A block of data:
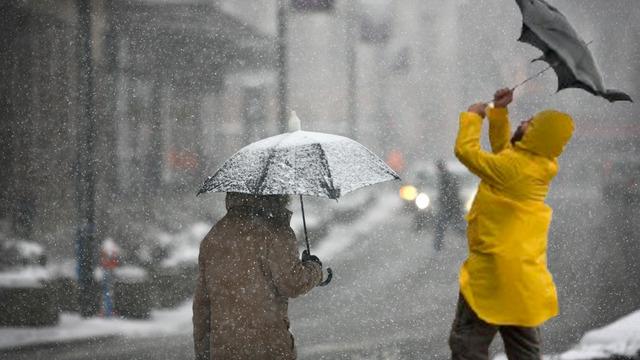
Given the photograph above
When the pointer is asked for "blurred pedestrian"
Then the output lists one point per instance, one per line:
(505, 285)
(109, 261)
(449, 204)
(248, 270)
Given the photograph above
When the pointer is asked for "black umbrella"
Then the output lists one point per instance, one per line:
(547, 29)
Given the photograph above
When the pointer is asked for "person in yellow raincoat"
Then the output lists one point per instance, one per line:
(505, 285)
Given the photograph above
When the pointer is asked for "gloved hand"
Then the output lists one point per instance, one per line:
(308, 257)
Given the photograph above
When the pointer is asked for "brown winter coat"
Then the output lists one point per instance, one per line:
(248, 269)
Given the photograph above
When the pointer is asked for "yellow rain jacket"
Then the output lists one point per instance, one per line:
(505, 279)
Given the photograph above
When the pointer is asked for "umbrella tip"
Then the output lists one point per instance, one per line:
(294, 122)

* _GIVEN TASK_
Rewrite all of the material above with "photograph" changed to "image" everywhere it occurs and nothing else altered. Omit the pictures from your answer.

* _WORKED SOLUTION_
Given the image above
When the pointer is asked for "blurred pedestrian"
Then the output lists one point per instance, one per line:
(505, 285)
(109, 261)
(449, 204)
(248, 270)
Given the image above
When the pointer is asked for "black umbrella"
Then the output lists one point per instance, one per line:
(547, 29)
Given the image above
When the pointer is asked for "person in yellow raincoat"
Then the output lists one point per instance, one per line:
(505, 285)
Given the image above
When the pointer is asked for "gloved hand"
Then the output lists one point per instance, one per line:
(308, 257)
Given the image above
When the pointer is asked for "brown winter coat"
Then the output lists one point per instance, one per line:
(248, 269)
Given the image above
When the pointer is asked for "yellow rain jacket"
Then the output lists one point per instance, one per line:
(505, 279)
Given the image above
When the pointer is asked for "umbrella tip"
Then the output lists one point per instance, one per line:
(294, 122)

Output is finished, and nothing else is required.